## Job:
Output exactly, please, the lines of the records below from the one containing "Every instance of the short" through the final line.

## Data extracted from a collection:
>> start

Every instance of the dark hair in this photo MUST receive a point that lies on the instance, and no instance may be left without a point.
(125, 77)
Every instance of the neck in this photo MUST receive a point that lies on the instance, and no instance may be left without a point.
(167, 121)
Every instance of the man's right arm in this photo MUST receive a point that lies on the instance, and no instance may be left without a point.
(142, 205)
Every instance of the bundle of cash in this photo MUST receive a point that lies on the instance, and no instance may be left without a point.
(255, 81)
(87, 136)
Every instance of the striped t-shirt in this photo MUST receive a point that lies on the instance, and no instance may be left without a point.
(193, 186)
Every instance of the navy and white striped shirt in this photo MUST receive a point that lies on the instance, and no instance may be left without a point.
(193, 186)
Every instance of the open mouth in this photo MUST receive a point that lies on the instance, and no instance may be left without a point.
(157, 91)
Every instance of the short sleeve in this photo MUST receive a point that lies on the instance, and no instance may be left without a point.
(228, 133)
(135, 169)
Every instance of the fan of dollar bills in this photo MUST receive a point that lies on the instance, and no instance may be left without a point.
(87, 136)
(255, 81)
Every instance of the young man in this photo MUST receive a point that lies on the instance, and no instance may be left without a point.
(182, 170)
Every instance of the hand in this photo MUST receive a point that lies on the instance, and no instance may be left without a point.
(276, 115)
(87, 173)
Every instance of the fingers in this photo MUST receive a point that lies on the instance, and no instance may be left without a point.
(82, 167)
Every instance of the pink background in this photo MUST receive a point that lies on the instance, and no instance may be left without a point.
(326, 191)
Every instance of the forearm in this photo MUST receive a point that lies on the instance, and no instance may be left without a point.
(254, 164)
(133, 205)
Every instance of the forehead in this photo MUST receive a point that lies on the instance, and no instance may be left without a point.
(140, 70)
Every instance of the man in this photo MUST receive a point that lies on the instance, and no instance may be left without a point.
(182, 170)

>> end

## Solution for this task:
Every instance of the short sleeve in this photo MUST receive a point that lies on the instance, and no instance may be left without a point.
(228, 133)
(135, 169)
Every instance of the fan of dollar bills in this photo MUST receive a point that lies on the instance, and no instance may be left without a point.
(87, 136)
(255, 81)
Every instance of the young man in this photo MUST receive a point that lies on the instance, and no instance may be left without a point.
(182, 170)
Every instance of the hand in this photo MUST receive a point that lies on the instance, and no instance may be left without a point.
(276, 115)
(87, 173)
Every instance of the fingers in this photo MUST receive a point that lies on the instance, and no instance may be left without a point.
(82, 167)
Every instance of the pink background in this photo MUST receive a point that lies on the instance, and no instance may be left without a point.
(326, 191)
Every instance of the forearm in this photo MUST receive a point that lies on the instance, and no instance may be left without a point.
(254, 164)
(133, 205)
Every instance of the forehead in this photo MUST receive a point that lies on the instance, and no instance may be left without a point.
(140, 70)
Every instance of the man in this photo MUST receive a point that lies on the instance, and no instance may be left without a point.
(182, 170)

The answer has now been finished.